(Labeled contour entries)
■ ■ ■

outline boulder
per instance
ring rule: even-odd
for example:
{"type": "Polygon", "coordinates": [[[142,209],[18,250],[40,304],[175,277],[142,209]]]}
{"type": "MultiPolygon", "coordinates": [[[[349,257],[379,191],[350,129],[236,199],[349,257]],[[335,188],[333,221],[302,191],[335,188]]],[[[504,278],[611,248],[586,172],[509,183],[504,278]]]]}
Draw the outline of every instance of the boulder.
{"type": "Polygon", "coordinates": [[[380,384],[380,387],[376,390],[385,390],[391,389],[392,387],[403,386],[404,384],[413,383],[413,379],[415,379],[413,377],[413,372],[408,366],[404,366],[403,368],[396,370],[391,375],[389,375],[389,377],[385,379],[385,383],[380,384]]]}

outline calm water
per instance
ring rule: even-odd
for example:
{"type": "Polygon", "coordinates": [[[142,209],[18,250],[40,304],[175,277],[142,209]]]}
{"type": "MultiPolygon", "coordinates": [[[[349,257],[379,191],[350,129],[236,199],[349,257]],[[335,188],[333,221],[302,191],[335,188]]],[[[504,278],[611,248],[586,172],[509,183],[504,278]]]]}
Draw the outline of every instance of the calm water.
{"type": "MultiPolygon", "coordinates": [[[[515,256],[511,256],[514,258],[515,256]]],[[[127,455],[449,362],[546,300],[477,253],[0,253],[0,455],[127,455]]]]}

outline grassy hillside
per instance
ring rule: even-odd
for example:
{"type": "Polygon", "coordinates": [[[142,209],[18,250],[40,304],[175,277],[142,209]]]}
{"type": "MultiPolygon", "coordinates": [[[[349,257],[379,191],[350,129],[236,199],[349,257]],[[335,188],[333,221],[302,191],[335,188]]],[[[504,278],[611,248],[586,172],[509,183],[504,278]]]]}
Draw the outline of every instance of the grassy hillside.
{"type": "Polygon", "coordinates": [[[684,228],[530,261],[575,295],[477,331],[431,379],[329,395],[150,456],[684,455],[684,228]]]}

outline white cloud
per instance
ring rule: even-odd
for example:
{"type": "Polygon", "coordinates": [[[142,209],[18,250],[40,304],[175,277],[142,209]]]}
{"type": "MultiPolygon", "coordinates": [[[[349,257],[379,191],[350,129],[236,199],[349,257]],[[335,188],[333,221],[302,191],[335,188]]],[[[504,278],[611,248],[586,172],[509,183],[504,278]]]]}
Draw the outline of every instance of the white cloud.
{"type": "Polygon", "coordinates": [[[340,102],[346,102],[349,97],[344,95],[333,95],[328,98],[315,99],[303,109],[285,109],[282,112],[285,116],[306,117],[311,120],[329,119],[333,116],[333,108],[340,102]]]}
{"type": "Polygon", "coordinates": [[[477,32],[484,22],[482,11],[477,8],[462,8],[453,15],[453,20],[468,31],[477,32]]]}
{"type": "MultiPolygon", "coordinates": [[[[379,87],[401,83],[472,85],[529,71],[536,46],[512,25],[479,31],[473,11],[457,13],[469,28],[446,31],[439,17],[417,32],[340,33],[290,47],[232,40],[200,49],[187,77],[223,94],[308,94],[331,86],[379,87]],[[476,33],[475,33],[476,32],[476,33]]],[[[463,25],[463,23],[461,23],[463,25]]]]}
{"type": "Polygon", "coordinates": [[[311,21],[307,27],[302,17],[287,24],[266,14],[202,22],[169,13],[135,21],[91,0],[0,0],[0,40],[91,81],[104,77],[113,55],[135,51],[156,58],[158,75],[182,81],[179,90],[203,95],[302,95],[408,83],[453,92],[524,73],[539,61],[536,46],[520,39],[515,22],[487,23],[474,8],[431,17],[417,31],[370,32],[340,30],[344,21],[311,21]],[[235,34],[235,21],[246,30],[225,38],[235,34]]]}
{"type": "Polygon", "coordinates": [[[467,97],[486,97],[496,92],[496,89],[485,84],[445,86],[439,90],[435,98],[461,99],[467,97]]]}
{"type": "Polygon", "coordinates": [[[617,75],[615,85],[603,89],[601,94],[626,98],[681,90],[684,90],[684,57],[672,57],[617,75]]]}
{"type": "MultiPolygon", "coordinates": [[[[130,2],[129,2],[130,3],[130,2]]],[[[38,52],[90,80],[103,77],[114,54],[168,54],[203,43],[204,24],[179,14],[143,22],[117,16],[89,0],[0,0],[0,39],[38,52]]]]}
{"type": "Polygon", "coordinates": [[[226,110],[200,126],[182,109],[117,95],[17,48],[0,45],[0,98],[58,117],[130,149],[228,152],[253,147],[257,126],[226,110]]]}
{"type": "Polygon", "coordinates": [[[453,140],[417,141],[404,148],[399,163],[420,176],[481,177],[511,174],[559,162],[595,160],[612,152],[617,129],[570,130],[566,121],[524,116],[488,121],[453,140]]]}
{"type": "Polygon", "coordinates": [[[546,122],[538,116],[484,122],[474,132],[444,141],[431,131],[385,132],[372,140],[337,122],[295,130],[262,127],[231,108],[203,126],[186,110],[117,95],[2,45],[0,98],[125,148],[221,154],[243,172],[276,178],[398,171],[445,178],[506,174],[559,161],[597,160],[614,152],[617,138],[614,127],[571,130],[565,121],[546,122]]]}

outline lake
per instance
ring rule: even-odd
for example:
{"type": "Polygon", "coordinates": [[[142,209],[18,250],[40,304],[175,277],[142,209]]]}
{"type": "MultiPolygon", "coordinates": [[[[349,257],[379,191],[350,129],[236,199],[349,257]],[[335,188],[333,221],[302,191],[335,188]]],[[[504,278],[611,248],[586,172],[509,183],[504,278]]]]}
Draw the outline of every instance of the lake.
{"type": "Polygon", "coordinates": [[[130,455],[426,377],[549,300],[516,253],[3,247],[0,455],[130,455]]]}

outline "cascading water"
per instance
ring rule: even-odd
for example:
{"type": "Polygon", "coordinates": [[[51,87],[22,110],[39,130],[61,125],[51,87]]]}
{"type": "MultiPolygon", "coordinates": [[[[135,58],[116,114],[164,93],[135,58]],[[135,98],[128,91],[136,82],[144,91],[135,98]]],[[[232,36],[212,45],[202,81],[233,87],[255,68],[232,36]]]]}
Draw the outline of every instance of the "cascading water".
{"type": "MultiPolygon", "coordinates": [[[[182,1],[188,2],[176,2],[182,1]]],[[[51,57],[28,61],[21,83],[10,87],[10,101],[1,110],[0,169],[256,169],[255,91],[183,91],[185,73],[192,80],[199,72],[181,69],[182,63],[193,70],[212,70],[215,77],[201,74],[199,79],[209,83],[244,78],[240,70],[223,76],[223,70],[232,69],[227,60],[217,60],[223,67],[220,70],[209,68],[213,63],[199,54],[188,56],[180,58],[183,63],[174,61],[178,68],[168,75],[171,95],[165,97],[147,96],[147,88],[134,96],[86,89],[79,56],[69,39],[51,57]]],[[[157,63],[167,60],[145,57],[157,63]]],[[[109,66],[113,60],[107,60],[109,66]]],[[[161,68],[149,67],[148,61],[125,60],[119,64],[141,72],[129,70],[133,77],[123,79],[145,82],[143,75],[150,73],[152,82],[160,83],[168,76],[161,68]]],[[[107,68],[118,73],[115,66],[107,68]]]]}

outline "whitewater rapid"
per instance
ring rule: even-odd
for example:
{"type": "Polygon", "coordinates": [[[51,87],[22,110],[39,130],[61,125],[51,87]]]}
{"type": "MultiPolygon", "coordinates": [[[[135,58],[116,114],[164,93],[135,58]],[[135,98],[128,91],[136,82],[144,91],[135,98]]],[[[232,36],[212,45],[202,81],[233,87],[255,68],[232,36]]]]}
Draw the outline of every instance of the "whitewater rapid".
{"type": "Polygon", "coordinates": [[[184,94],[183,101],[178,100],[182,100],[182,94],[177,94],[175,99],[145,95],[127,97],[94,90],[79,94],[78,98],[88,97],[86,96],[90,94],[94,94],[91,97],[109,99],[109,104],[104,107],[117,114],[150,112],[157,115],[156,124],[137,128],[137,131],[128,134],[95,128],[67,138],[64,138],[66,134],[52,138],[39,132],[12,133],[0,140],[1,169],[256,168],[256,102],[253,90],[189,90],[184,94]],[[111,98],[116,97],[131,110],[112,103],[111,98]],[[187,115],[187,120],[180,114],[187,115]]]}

■ ■ ■

Please retype the entries, starting at their first line and ending at the line that contains "Draw the outline of every instance of the boulder.", including both of those lines.

■ WRITTEN RESPONSE:
outline boulder
per instance
ring rule: even-odd
for example:
{"type": "Polygon", "coordinates": [[[142,209],[18,250],[40,304],[175,277],[142,209]]]}
{"type": "MultiPolygon", "coordinates": [[[[349,257],[379,191],[350,129],[236,199],[349,257]],[[335,188],[333,221],[302,191],[335,188]]],[[[504,278],[611,248],[586,172],[509,183],[504,278]]]]}
Draw the outline of every instance of the boulder.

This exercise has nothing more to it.